_What is needed:_ Leave the pictures aside. Retype exactly the lines from the top of the data below through the one holding "Thank you for the photo. Could you please annotate the large".

_Data listing:_

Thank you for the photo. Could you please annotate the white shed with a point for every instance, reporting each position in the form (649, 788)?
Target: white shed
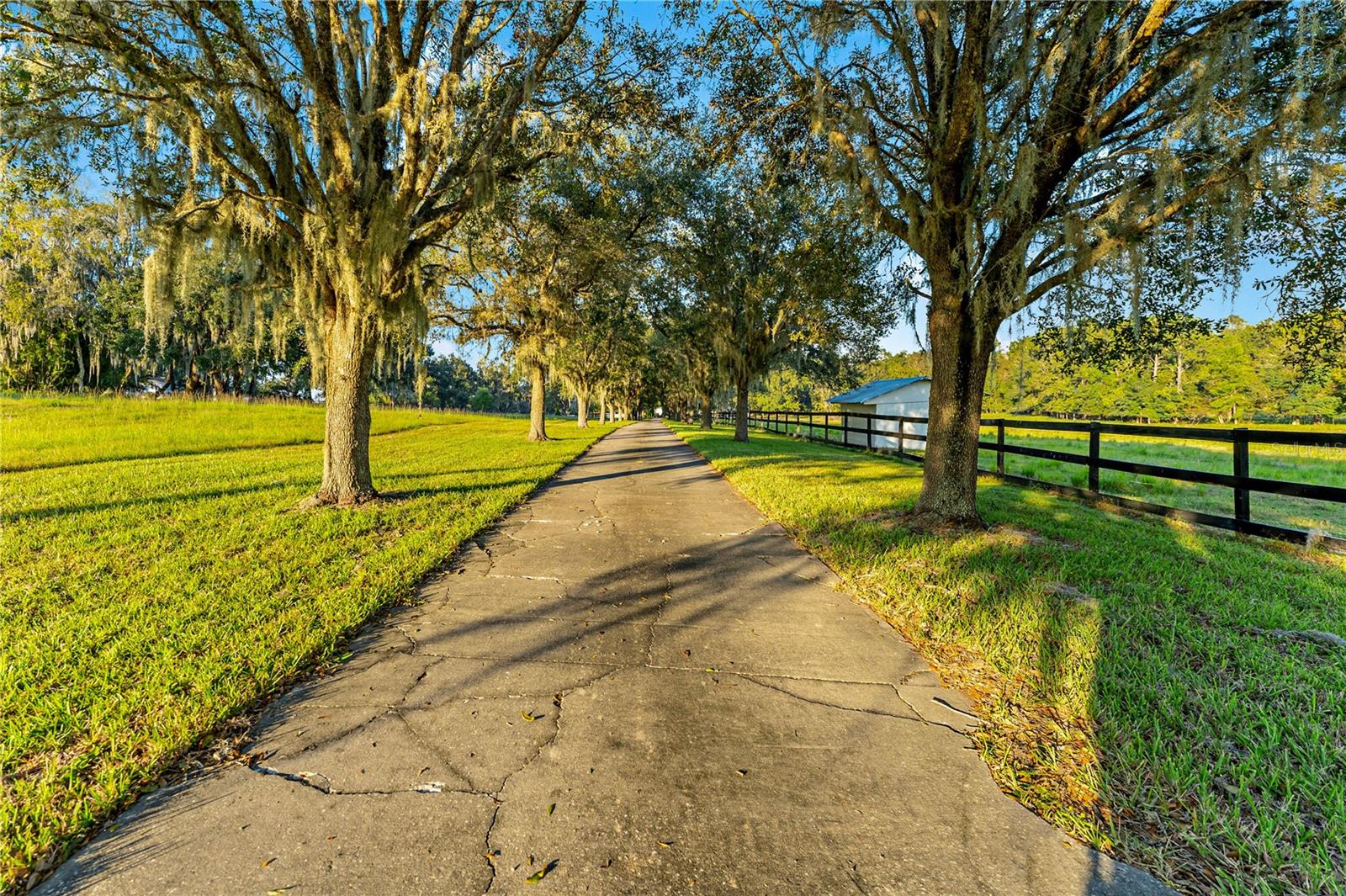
(906, 397)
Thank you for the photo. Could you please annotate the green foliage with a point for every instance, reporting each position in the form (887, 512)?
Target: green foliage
(1131, 687)
(1237, 373)
(482, 400)
(146, 602)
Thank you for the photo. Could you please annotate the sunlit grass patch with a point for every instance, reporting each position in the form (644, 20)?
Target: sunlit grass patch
(146, 600)
(1135, 693)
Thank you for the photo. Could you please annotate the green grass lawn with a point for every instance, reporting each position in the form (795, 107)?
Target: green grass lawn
(1132, 691)
(147, 599)
(71, 429)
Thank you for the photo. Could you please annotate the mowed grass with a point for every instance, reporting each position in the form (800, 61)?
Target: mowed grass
(146, 600)
(1127, 667)
(69, 429)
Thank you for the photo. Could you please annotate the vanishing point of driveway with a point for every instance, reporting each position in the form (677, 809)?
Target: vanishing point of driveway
(636, 685)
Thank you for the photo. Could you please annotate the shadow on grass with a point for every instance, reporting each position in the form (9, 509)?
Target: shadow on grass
(1130, 666)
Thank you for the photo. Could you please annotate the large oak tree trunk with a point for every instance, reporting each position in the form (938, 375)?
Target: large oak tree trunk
(582, 408)
(960, 354)
(740, 421)
(538, 404)
(349, 348)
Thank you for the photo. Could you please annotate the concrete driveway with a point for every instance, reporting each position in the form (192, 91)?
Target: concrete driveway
(634, 685)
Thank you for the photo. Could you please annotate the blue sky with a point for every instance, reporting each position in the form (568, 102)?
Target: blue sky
(1247, 301)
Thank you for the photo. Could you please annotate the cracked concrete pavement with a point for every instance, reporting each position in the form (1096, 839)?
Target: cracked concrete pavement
(634, 681)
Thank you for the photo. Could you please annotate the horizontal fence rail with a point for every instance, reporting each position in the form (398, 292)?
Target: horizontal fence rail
(904, 436)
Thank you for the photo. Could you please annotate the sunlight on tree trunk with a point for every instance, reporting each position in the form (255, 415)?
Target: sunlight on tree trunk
(582, 409)
(349, 357)
(740, 420)
(960, 353)
(538, 402)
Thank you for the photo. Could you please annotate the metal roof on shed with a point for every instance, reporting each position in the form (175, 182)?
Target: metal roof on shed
(868, 390)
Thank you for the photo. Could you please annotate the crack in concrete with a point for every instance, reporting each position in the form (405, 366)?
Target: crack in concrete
(829, 705)
(434, 751)
(659, 613)
(490, 860)
(307, 779)
(922, 718)
(498, 795)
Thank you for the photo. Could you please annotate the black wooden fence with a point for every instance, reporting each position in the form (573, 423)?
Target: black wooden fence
(897, 435)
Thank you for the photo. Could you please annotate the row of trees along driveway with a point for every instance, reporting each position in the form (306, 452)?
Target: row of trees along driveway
(525, 170)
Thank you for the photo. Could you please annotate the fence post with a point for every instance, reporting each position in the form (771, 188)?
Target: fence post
(1242, 503)
(1094, 456)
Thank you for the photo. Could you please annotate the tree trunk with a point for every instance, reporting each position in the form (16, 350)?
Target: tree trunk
(740, 421)
(960, 353)
(538, 404)
(80, 358)
(349, 348)
(582, 408)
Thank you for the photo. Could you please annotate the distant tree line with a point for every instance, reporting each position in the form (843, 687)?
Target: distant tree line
(659, 218)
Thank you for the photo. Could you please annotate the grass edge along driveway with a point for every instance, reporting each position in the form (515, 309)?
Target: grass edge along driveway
(147, 600)
(1127, 671)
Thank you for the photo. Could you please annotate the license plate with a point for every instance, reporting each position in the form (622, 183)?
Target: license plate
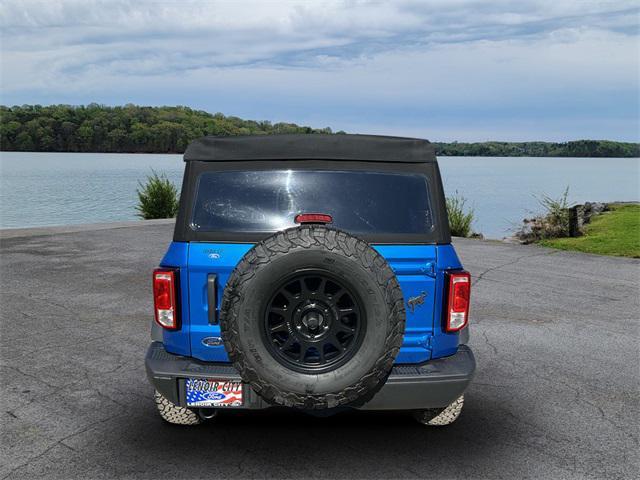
(210, 392)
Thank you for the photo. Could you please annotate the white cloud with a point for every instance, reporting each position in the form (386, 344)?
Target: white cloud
(333, 62)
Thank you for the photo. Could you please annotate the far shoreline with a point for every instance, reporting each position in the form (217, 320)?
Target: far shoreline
(439, 155)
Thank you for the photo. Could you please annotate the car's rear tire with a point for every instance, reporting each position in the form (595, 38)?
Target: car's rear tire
(439, 417)
(313, 318)
(172, 413)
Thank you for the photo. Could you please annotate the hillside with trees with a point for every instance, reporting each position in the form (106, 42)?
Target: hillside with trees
(136, 129)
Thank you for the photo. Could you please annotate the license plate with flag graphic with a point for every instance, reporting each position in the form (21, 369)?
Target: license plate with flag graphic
(209, 392)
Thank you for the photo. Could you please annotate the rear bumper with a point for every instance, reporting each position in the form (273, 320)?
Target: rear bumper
(433, 384)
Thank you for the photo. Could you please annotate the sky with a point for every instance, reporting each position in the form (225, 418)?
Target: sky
(444, 69)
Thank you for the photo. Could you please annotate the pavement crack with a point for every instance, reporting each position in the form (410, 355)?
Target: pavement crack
(61, 443)
(511, 262)
(486, 339)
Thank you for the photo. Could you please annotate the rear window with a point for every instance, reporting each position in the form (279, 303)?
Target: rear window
(268, 201)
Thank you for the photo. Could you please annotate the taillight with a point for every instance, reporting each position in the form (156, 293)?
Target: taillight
(313, 218)
(165, 283)
(459, 290)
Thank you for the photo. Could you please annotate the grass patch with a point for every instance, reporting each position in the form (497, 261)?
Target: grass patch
(157, 198)
(460, 217)
(616, 232)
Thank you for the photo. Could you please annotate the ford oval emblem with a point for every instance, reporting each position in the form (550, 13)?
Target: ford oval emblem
(216, 396)
(212, 341)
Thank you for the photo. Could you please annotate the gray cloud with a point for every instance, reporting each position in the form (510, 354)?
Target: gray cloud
(330, 61)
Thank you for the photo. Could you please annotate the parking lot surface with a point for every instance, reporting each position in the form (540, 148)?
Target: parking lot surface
(556, 393)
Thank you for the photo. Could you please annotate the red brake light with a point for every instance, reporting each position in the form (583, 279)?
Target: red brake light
(458, 301)
(313, 218)
(164, 298)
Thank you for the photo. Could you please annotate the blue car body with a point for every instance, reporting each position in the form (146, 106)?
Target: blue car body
(244, 202)
(419, 269)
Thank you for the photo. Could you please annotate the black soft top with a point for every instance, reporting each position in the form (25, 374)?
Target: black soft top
(370, 148)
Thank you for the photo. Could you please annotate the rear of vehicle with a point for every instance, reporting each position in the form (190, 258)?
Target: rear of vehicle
(314, 272)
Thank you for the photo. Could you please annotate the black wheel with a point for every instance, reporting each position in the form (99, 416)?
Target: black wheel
(313, 318)
(314, 322)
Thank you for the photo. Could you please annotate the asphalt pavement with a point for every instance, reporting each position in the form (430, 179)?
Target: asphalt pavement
(556, 394)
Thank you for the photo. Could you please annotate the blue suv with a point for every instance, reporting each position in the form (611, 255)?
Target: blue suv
(314, 272)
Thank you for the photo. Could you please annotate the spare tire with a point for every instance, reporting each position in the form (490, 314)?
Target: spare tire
(313, 318)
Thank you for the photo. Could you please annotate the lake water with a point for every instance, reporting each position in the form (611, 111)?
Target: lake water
(39, 189)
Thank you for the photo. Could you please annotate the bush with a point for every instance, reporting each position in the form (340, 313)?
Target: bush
(552, 223)
(459, 220)
(157, 198)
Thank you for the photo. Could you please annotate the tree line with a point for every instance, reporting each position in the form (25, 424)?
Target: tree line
(136, 129)
(578, 148)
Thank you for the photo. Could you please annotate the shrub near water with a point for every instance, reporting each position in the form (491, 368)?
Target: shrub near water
(459, 219)
(157, 198)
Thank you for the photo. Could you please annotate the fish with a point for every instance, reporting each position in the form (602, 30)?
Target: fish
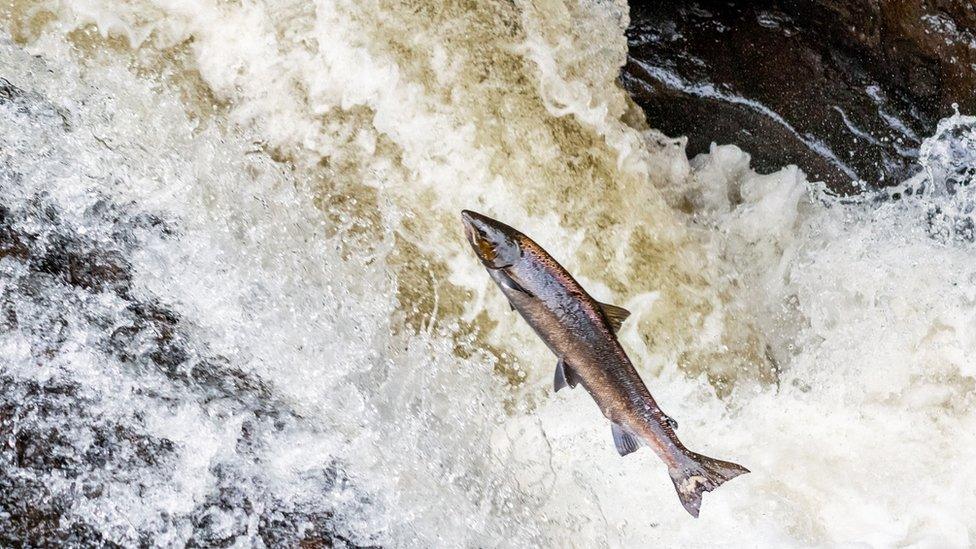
(582, 333)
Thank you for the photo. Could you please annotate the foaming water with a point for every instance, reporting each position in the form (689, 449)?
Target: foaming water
(303, 343)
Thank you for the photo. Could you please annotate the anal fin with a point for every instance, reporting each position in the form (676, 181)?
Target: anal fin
(565, 376)
(624, 441)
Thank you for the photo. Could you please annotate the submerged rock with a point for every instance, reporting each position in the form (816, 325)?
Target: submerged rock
(844, 89)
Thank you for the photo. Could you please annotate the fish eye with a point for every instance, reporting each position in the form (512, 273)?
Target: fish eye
(487, 249)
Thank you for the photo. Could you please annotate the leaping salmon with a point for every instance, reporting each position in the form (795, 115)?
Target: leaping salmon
(582, 333)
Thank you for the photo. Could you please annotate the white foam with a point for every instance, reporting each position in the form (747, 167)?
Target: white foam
(867, 312)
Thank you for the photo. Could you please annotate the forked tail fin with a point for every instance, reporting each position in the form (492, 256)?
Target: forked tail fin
(700, 474)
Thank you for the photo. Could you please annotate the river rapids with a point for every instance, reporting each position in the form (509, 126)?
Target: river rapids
(237, 308)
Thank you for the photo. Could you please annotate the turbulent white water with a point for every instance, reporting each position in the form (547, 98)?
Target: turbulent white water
(238, 307)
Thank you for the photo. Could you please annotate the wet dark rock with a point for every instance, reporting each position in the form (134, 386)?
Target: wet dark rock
(846, 89)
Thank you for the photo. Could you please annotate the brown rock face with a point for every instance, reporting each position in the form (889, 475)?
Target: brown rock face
(846, 89)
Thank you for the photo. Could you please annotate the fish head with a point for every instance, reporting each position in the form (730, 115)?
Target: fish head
(495, 243)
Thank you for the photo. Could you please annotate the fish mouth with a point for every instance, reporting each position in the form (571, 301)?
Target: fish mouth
(467, 217)
(482, 246)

_Answer box:_
Thank you for the photo. Could you please annotate the white shed with a point for every instance, reporting each position in the form (649, 788)?
Target: white shed
(906, 397)
Thank you for the photo. Could you please annotate the green foliage with a point for every instance, reporting each position in the form (887, 512)?
Target: green foliage
(1131, 687)
(1237, 373)
(482, 400)
(146, 602)
Thank you for the photo. Could you please annotate the sunlit grass patch with a point for every instance, reporting each position in the form (644, 20)?
Target: sunlit grass patch
(146, 600)
(1135, 693)
Thank you for the photo. Could you please annotate the green grass lawn with a point for every instance, reporting each position in the form (795, 107)?
Target: green grass lawn
(1132, 691)
(147, 599)
(71, 429)
Thank you for the photo. Could you please annotate the mowed grass with a point for every instance, reporting each position in the form (800, 61)?
Target: mowed grass
(146, 600)
(1127, 667)
(69, 429)
Thank you for the photo. Could you please annotate the vanishing point of driveway with a point for every instance, reporting each position in the form (677, 809)?
Target: vanishing point of driveway
(636, 685)
Thank you for the photo. Could you please annotate the shadow on grass with a point for every instance, reporting each position in the form (9, 509)?
Target: shadow on grass
(1130, 666)
Thank you for the photo. Could you please annotate the large oak tree trunk with a point for every instance, reporting each position in the form (938, 375)?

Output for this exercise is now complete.